» Source excerpt

3.2.4 Boxeme-Level Annotations

Finally, we used boxeme labels to describe boxemes at the lowest level of abstraction. These boxeme classes were integrated by sounds that had different associated syllables and also pertained to different participants. This constitutes the seventh supervision strategy.

3.3 Baseline Algorithms

Figure 2: Diagram of the training-evaluation process. Background colour code: orange = dataset-related, green = model-related, red = results-related.

We compare the performance of learnt embeddings with two baseline heuristic feature sets and a speech recognition model. We used the Essentia toolbox [31] to calculate audio descriptors and the Kaldi library [27] to implement the speech recognition model.

» Recorded information
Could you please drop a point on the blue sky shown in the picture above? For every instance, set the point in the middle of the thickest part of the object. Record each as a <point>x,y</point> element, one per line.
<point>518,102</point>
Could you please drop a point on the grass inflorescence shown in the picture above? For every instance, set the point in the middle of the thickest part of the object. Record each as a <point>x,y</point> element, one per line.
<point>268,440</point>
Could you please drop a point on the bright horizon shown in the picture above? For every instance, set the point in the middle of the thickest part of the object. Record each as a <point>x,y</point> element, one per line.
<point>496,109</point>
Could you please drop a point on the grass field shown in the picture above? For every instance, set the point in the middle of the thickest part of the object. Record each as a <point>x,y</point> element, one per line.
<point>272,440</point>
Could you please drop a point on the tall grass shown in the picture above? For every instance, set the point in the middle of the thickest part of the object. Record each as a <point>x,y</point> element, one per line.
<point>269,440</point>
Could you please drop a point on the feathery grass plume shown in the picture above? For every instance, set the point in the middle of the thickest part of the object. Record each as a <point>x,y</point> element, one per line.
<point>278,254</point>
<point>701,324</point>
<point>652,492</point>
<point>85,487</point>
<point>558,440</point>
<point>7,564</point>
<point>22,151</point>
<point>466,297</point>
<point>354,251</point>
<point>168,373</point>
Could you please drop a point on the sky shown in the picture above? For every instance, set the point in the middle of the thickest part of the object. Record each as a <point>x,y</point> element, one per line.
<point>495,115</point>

» The task
Reproduce the full excerpt on boxeme-level annotations and baseline algorithms from above, word for word, keeping its headings and paragraph breaks.

» Written solution
3.2.4 Boxeme-Level Annotations

Finally, we used boxeme labels to describe boxemes at the lowest level of abstraction. These boxeme classes were integrated by sounds that had different associated syllables and also pertained to different participants. This constitutes the seventh supervision strategy.

3.3 Baseline Algorithms

Figure 2: Diagram of the training-evaluation process. Background colour code: orange = dataset-related, green = model-related, red = results-related.

We compare the performance of learnt embeddings with two baseline heuristic feature sets and a speech recognition model. We used the Essentia toolbox [31] to calculate audio descriptors and the Kaldi library [27] to implement the speech recognition model.